TASK ITEM :: The records below need copying. Match each line exactly.

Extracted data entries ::
++++++++

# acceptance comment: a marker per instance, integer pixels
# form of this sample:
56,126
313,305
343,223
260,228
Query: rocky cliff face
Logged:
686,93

++++++++

REPLY TO THE TASK ::
# acceptance comment: a marker per instance, integer pixels
# form of this sample:
56,126
313,305
343,223
260,228
Query: rocky cliff face
Logged:
686,93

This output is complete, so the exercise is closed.